> **Фрагмент источника**:

========================================================================

«Степь» Оксаны Васякиной — заключительная часть дилогии, начатой романом «Рана». Если в первой книге центральное место было отведено матери писательницы, то в этот раз Васякина пытается осмыслить мучительную и при этом совершенно призрачную связь с отцом — ВИЧ-положительным дальнобойщиком с криминальным прошлым. Своим мнением о том, насколько удачной оказалась эта попытка, с читателями «Горького» делится Эдуард Лукоянов.

Все мы начиная с 24 февраля 2022 года оказались перед лицом наступающего варварства, насилия и лжи. В этой ситуации чрезвычайно важно сохранить хотя бы остатки культуры и поддержать ценности гуманизма — в том числе ради будущего России. Поэтому редакция «Горького» продолжит говорить о книгах, напоминая нашим читателям, что в мире остается место мысли и вымыслу.

Оксана Васякина. Степь. М.: Новое литературное обозрение, 2022

У русской литературы долгие и не самые здоровые отношения с тем, что дало название новому роману Оксаны Васякиной. В «Тарантасе» Соллогуба степь — пусть иронично вложенный в уста героя, но все же ясный символ интеллектуальной и даже нравственной бесплодности России, у Платонова — это территория безграничного одиночества и внутреннего краха, даже у безрассудного Хлебникова степь — универсальная автоматизированная могила, которая и примет мертвых, и сама их «отпоет лучше, чем люди».

========================================================================

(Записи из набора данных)
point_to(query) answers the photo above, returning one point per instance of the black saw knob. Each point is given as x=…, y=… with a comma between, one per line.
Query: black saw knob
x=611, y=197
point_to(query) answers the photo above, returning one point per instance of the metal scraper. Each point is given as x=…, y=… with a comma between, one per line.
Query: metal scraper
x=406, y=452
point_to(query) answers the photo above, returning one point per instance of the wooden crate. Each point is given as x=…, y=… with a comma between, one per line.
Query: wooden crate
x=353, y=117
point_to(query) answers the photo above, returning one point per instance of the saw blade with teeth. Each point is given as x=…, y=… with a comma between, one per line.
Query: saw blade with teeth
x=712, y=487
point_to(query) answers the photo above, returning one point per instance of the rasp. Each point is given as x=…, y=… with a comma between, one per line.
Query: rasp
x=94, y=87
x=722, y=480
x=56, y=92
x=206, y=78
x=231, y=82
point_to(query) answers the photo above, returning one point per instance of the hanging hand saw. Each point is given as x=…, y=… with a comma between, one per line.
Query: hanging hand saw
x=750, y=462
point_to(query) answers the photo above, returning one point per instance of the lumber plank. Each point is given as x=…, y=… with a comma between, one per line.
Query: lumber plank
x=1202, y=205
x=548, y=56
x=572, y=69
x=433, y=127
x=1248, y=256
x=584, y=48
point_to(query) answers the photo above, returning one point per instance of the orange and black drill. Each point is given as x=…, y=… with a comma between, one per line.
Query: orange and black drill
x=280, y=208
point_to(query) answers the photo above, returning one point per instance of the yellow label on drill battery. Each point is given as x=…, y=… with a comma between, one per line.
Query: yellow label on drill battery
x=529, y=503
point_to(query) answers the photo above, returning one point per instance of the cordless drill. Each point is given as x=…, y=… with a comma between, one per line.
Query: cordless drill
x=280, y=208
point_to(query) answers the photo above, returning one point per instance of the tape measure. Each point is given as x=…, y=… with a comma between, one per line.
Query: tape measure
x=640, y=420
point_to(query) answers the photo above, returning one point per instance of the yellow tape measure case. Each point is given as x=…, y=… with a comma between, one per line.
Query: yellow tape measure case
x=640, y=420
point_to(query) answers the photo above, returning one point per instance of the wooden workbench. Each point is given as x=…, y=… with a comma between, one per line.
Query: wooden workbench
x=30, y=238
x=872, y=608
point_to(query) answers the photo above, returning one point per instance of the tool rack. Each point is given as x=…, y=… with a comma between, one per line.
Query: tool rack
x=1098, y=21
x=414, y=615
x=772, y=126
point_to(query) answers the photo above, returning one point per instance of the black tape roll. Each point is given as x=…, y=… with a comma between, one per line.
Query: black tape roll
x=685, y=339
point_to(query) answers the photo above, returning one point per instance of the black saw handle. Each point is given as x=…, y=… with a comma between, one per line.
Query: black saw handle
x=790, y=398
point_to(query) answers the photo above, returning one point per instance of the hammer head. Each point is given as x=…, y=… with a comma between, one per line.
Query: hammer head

========================================================================

> **Суть задания**:
(A) Выведите без изменений строки перечня на участке от строки, содержащей «of the metal», по строку, содержащую «x=529, y=503», включая обе.
(B) Подхватите рецензию на роман «Степь» и продолжите её сразу после последнего приведённого предложения.
Рецензия на роман «Степь» и перечень никак не связаны между собой.

> **Ответы к заданиям**:
(A)
point_to(query) answers the photo above, returning one point per instance of the metal scraper. Each point is given as x=…, y=… with a comma between, one per line.
Query: metal scraper
x=406, y=452
point_to(query) answers the photo above, returning one point per instance of the wooden crate. Each point is given as x=…, y=… with a comma between, one per line.
Query: wooden crate
x=353, y=117
point_to(query) answers the photo above, returning one point per instance of the saw blade with teeth. Each point is given as x=…, y=… with a comma between, one per line.
Query: saw blade with teeth
x=712, y=487
point_to(query) answers the photo above, returning one point per instance of the rasp. Each point is given as x=…, y=… with a comma between, one per line.
Query: rasp
x=94, y=87
x=722, y=480
x=56, y=92
x=206, y=78
x=231, y=82
point_to(query) answers the photo above, returning one point per instance of the hanging hand saw. Each point is given as x=…, y=… with a comma between, one per line.
Query: hanging hand saw
x=750, y=462
point_to(query) answers the photo above, returning one point per instance of the lumber plank. Each point is given as x=…, y=… with a comma between, one per line.
Query: lumber plank
x=1202, y=205
x=548, y=56
x=572, y=69
x=433, y=127
x=1248, y=256
x=584, y=48
point_to(query) answers the photo above, returning one point per instance of the orange and black drill. Each point is given as x=…, y=… with a comma between, one per line.
Query: orange and black drill
x=280, y=208
point_to(query) answers the photo above, returning one point per instance of the yellow label on drill battery. Each point is given as x=…, y=… with a comma between, one per line.
Query: yellow label on drill battery
x=529, y=503

(B)
Степь в лучшем случае навевает скуку, но обычно русский художник относится к ней настороженно, ощущая явную ее враждебность. Когда она вдруг оказывается носительницей невиданной красоты или образом вольницы, вечно ждешь подвоха, обмана — эстетического или квазипатриотического. Такова и степь, увиденная и прочувствованная Васякиной: коварная, крадущая и поглощающая все подряд, будь то мусор или тяжелым трудом заработанные деньги, обманчиво безжизненная, но на самом деле кишащая гадюками, да и сама напоминающая тяжело дышащего хищника. Вот только Васякину это ничуть не пугает, а лишь вызывает сдержанное почтение, в степи она видит нечто родственное.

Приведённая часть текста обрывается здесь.